- _THE TASKS_
1. According to the INP-Former documentation, from which intermediate layers are features typically extracted for base models?
2. Continue the INP-Former documentation from its last line.

- _DOCUMENT_

INP-Former

INP-Former#

Exploring Intrinsic Normal Prototypes within a Single Image for Universal Anomaly Detection.

INP-Former is trained on normal images using a feature-reconstruction framework based on DINOv2.

A frozen pre-trained encoder produces patch tokens, and an INP Extractor uses M learnable query tokens with cross-attention over those patch tokens to aggregate them into M Intrinsic Normal Prototypes (INPs) per image; an INP Coherence Loss pulls each patch feature toward its nearest INP so the INPs reliably capture that image’s normal patterns.

A Bottleneck fuses multi-scale encoder features, and an INP-Guided Decoder reconstructs them using the INPs as keys/values in cross-attention (with the first residual connection removed and a ReLU on attention weights), so its output is constrained to lie in the span of normal prototypes and anomalous queries cannot be reconstructed. A Soft Mining Loss upweights hard-to-reconstruct tokens during training, and at test time the per-token discrepancy between encoder features and decoder outputs is used as the anomaly score and map.

Example

>>> from anomalib.data import MVTecAD
>>> from anomalib.models import InpFormer
>>> from anomalib.engine import Engine

>>> datamodule = MVTecAD()
>>> model = InpFormer()
>>> engine = Engine()

>>> engine.fit(model, datamodule=datamodule)
>>> predictions = engine.predict(model, datamodule=datamodule)

Notes

The model uses DINOv2 Vision Transformer as the backbone encoder
Features are extracted from intermediate layers (typically layers 2-9 for base models)
A bottleneck MLP compresses multi-layer features before reconstruction
Anomaly maps are computed using cosine similarity between encoder-decoder features
The model supports both unsupervised anomaly detection and localization

See also

anomalib.models.image.inp_former.torch_model.InpFormerModel:: PyTorch implementation of the InpFormer model.

class anomalib.models.image.inp_former.lightning_model.InpFormer(encoder_name='vit_base_patch14_reg4_dinov2', target_layers=None, fuse_layer_encoder=None, fuse_layer_decoder=None, remove_class_token=True, inp_num=6, precision=PrecisionType.FLOAT32, pre_processor=True, post_processor=True, evaluator=True, visualizer=True)#

Bases: AnomalibModule

InpFormer Lightning Module for Vision Transformer-based Anomaly Detection.

Point placement records:
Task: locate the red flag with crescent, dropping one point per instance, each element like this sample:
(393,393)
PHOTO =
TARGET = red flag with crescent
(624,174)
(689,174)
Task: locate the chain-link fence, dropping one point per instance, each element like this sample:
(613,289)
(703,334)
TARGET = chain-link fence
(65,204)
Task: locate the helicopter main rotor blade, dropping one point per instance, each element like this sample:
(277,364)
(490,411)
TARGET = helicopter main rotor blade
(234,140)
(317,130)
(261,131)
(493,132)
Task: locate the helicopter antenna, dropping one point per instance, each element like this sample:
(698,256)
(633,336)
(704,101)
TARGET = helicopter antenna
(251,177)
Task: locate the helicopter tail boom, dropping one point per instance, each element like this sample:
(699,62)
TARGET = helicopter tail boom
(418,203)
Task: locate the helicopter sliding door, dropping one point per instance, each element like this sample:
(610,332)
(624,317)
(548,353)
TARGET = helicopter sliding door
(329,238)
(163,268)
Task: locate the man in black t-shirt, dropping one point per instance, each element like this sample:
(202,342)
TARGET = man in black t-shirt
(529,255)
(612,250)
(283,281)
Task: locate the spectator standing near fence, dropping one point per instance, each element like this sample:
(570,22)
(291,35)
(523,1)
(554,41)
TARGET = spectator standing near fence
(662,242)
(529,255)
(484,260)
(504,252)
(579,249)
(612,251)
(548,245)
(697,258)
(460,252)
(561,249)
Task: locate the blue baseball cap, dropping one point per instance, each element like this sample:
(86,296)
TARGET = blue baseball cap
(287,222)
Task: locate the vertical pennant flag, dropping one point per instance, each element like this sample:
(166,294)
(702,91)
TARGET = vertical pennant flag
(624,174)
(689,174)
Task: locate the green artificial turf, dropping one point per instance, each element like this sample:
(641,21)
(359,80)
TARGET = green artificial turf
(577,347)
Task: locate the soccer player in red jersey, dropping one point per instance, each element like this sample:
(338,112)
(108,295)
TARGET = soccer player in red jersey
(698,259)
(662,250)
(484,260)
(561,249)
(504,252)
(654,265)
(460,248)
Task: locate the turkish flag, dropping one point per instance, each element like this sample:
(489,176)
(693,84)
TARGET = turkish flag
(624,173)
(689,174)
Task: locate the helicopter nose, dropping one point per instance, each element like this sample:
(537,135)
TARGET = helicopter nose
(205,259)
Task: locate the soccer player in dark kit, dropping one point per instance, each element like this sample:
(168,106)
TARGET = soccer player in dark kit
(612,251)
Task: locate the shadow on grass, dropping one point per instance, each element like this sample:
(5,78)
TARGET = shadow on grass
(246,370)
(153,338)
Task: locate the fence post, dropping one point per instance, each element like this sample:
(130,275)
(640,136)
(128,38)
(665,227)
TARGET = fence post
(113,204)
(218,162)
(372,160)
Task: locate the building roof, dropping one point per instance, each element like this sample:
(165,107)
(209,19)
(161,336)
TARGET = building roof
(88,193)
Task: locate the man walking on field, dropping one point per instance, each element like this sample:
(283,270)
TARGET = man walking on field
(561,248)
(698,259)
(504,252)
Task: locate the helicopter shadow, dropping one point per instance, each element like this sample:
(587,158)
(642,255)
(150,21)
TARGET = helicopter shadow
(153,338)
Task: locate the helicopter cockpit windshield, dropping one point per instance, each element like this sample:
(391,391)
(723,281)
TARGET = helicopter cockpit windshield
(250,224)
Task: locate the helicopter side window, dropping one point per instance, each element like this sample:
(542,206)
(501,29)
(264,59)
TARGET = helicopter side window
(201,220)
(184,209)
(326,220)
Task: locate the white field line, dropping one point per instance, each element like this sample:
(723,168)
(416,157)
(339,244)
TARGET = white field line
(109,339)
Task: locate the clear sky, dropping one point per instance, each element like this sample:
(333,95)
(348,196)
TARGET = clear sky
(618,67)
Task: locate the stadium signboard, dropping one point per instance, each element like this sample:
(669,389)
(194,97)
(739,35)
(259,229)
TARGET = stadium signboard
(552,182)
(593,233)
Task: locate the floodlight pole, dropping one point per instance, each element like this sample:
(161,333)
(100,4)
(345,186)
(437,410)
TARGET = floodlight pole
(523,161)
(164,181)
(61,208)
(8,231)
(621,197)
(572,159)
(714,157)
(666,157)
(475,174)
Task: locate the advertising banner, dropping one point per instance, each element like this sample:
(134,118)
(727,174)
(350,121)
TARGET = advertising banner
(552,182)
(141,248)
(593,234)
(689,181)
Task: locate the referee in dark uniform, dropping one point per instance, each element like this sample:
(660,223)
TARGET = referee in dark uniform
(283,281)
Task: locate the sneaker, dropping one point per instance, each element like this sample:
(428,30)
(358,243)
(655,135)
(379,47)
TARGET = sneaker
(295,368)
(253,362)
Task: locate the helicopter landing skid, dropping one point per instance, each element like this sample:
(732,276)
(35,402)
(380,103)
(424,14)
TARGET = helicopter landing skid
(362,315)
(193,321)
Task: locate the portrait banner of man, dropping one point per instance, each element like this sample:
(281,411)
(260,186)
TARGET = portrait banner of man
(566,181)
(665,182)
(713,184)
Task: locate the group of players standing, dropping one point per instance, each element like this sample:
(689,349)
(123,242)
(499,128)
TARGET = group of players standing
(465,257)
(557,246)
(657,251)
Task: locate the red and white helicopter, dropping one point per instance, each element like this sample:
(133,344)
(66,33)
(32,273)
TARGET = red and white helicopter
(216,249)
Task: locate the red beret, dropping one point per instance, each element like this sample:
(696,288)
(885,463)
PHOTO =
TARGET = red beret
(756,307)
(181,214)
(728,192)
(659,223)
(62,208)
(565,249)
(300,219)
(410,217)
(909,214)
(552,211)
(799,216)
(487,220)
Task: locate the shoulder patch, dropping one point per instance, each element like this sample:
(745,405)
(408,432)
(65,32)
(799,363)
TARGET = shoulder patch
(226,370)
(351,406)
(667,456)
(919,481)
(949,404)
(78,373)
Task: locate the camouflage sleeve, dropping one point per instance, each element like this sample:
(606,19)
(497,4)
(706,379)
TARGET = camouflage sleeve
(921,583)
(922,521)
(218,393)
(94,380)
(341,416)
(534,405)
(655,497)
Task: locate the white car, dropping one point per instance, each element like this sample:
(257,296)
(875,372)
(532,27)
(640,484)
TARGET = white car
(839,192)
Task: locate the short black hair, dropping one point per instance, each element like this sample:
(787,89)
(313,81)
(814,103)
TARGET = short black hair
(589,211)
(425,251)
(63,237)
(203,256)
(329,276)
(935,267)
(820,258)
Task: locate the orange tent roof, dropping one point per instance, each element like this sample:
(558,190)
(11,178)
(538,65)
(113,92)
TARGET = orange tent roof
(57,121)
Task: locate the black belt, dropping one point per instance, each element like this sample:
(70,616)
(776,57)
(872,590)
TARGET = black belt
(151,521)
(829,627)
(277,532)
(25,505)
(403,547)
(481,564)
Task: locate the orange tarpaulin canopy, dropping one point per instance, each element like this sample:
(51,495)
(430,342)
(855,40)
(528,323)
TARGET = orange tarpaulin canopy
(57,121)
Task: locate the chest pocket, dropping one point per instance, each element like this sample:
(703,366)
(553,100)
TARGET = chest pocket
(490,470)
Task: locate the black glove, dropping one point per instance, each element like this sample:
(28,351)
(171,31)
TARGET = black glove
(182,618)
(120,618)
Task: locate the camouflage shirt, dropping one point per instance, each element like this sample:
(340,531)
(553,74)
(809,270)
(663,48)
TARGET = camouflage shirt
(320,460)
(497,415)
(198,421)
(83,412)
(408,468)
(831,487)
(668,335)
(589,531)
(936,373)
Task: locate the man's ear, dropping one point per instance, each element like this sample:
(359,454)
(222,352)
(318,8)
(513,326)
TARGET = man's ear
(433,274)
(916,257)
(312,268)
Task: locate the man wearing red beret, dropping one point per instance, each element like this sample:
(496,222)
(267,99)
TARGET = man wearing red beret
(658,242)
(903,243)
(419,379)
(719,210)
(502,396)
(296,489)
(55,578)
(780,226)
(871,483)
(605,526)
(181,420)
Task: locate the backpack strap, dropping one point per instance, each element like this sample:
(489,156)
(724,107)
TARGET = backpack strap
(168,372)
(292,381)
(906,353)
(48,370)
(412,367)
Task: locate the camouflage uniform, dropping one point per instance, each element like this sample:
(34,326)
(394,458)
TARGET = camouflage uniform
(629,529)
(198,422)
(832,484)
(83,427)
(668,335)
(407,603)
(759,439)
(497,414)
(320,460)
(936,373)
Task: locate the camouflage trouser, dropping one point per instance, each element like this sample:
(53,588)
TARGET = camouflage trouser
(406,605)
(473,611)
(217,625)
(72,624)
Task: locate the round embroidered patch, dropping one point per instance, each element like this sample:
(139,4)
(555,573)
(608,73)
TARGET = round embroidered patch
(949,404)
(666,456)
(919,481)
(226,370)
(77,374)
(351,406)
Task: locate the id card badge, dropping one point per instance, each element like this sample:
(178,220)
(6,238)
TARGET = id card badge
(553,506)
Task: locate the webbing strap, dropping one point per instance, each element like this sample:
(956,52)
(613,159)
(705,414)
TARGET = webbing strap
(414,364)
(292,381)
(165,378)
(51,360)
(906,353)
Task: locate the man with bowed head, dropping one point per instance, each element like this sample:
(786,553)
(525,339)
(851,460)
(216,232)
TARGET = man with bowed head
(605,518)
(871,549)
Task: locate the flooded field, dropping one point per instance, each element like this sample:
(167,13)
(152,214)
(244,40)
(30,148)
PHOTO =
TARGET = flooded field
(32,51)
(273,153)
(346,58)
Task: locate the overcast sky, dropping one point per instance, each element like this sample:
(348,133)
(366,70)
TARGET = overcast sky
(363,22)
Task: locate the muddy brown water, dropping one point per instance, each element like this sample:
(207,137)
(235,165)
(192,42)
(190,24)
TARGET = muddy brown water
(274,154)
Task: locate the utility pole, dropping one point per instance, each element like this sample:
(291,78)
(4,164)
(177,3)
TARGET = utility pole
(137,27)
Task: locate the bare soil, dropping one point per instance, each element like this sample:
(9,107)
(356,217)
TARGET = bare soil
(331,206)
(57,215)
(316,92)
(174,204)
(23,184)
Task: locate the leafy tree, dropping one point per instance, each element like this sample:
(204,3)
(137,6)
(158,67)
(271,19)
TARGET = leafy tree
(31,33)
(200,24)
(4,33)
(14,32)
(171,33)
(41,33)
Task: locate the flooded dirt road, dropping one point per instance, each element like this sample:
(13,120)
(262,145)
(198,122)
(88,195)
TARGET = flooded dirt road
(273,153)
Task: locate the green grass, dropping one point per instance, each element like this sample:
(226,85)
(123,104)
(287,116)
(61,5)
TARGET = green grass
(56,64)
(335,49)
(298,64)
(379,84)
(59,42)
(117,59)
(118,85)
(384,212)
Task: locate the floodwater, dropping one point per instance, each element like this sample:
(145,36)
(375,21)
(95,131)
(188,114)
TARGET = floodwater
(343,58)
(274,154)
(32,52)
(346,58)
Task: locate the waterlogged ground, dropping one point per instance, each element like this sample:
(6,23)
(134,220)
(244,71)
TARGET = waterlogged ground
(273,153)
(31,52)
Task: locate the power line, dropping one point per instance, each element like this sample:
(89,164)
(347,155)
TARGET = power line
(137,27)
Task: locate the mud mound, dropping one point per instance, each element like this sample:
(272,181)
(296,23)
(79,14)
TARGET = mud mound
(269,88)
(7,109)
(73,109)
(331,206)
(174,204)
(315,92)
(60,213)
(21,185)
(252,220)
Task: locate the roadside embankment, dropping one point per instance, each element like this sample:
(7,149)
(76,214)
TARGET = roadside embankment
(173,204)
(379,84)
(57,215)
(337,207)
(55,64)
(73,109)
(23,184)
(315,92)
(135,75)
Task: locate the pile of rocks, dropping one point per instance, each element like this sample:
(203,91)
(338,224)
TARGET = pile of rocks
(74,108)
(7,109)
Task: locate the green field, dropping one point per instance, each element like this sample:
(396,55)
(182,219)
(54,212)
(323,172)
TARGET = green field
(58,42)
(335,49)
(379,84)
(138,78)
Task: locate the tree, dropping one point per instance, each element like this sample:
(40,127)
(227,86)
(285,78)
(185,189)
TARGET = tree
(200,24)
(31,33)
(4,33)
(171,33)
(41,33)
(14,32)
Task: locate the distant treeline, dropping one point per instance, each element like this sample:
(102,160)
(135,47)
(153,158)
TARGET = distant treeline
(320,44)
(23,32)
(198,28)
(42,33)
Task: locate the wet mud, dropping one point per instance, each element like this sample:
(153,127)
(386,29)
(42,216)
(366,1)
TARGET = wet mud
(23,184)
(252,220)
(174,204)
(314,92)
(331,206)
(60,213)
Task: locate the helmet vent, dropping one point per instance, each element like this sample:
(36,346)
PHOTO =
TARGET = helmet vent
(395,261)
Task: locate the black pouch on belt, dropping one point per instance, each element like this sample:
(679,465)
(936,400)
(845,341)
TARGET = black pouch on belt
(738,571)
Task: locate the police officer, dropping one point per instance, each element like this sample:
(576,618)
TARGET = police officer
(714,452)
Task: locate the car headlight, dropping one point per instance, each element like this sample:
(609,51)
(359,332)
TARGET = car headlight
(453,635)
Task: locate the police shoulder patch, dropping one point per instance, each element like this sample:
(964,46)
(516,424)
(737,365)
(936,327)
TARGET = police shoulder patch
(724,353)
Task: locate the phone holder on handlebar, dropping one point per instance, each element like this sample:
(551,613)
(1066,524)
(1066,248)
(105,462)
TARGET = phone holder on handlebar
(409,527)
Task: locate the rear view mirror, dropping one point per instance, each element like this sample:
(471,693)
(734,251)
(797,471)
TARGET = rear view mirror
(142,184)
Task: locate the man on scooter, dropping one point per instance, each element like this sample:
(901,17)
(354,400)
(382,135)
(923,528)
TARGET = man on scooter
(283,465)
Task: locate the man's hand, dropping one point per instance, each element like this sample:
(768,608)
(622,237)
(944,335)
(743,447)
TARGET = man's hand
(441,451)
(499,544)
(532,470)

- _ANSWERS IN ORDER_
1. Layers 2-9.

2.
This lightning module trains the INP-Former anomaly detection model (InpFormerModel). During training, the decoder learns to reconstruct normal features from Intrinsic Normal Prototypes (INPs) extracted from each image by an INP Extractor. During inference, INPs extracted from the test image guide the decoder to reconstruct normal regions successfully but fail on anomalous ones, and the per-token reconstruction error serves as the anomaly score.

Parameters:

encoder_name (str) – Name of the Vision Transformer encoder to use. Supports DINOv2 variants (small, base, large) with different patch sizes. Defaults to “vit_base_patch14_reg4_dinov2”.
target_layers (list[int] | None) – List of encoder layer indices to extract features from. If None, uses [2, 3, 4, 5, 6, 7, 8, 9] for base models and [4, 6, 8, 10, 12, 14, 16, 18] for large models.
fuse_layer_encoder (list[list[int]] | None) – Groupings of encoder layers for feature fusion. If None, uses [[0, 1, 2, 3], [4, 5, 6, 7]].
fuse_layer_decoder (list[list[int]] | None) – Groupings of decoder layers for feature fusion. If None, uses [[0, 1, 2, 3], [4, 5, 6, 7]].
remove_class_token (bool) – Whether to remove class token from features before processing. Defaults to True.
inp_num (int) – Number of Intrinsic Normal Prototypes (INPs) to extract per image. Defaults to 6.
precision (str | PrecisionType) – Precision type for model computations. Can be either a string ("float32", "float16") or a PrecisionType enum value. Defaults to PrecisionType.FLOAT32.
pre_processor (PreProcessor | bool) – Pre-processor instance or flag to use default. Defaults to True.
post_processor (PostProcessor | bool) – Post-processor instance or flag to use default. Defaults to True.
evaluator (Evaluator | bool) – Evaluator instance or flag to use default. Defaults to True.
visualizer (Visualizer | bool) – Visualizer instance or flag to use default. Defaults to True.

Example

>>> from anomalib.data import MVTecAD
>>> from anomalib.models import InpFormer
>>>
>>> # Basic usage with default parameters
>>> model = InpFormer()
>>>
>>> # Custom configuration
>>> model = InpFormer(
...     encoder_name="vit_large_patch14_reg4_dinov2",
...     inp_num=6
... )
>>>
>>> # Training with datamodule
>>> datamodule = MVTecAD()
>>> engine = Engine()
>>> engine.fit(model, datamodule=datamodule)

Note

The model requires significant GPU memory due to the Vision Transformer architecture. Consider using gradient checkpointing or smaller model variants for memory-constrained environments.

configure_optimizers()#

Configure optimizer and learning rate scheduler for INP-Former training.

Sets up the training configuration with frozen DINOv2 encoder and trainable bottleneck and decoder components. Uses StableAdamW optimizer with warm cosine learning rate scheduling.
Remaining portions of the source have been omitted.